EXERCISE BRIEF:
Reproduce every item below word for word, omitting the pictures.
-------- RECORDS FOR THIS EXERCISE
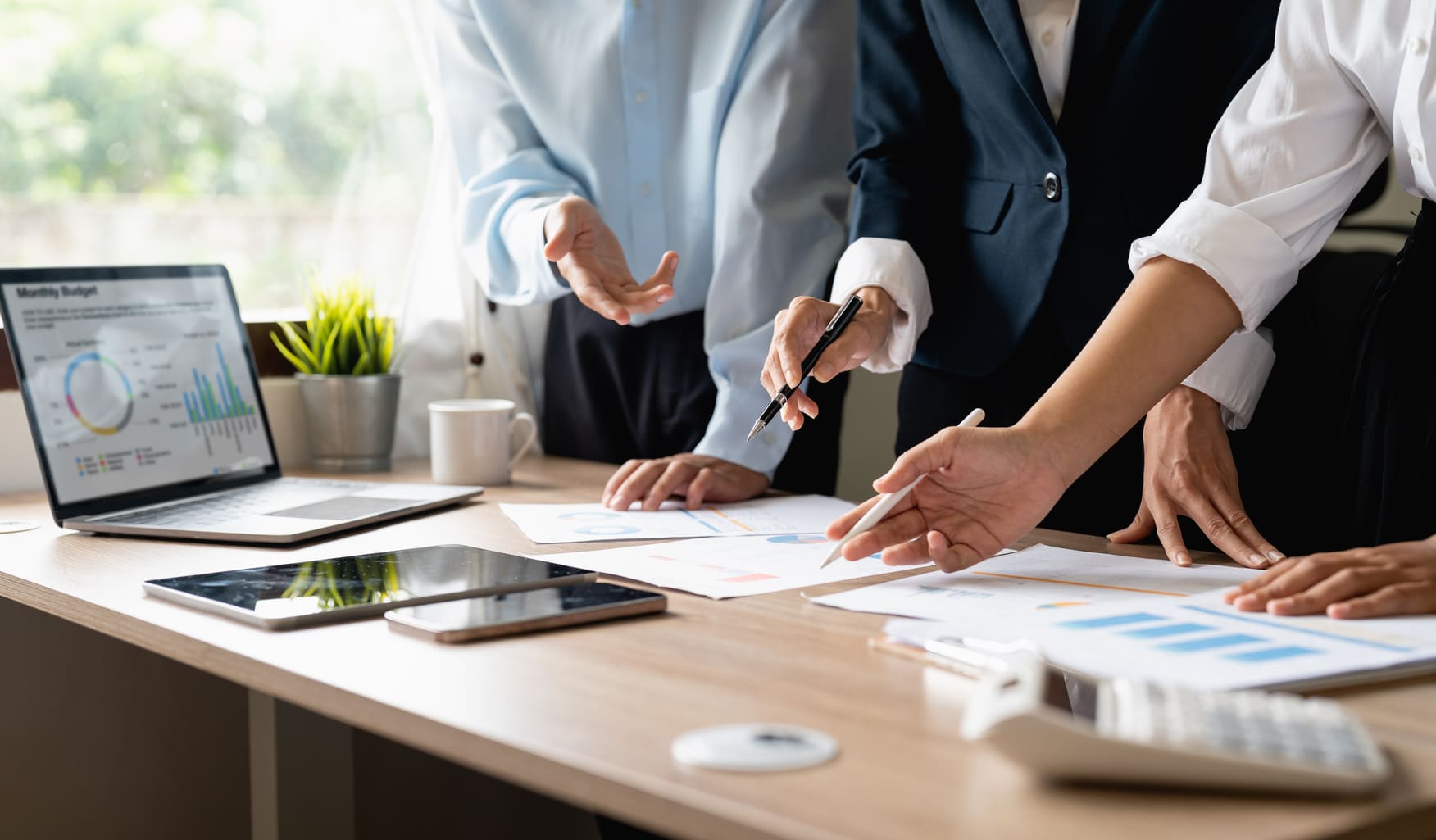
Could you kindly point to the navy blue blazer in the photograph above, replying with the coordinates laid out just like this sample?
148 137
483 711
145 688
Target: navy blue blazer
958 152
----------------
FINAL ANSWER:
Could you kindly point to the navy blue blazer in the photograph above, replying with the coordinates laid out just like this sample?
148 137
483 711
145 688
Target: navy blue blazer
958 152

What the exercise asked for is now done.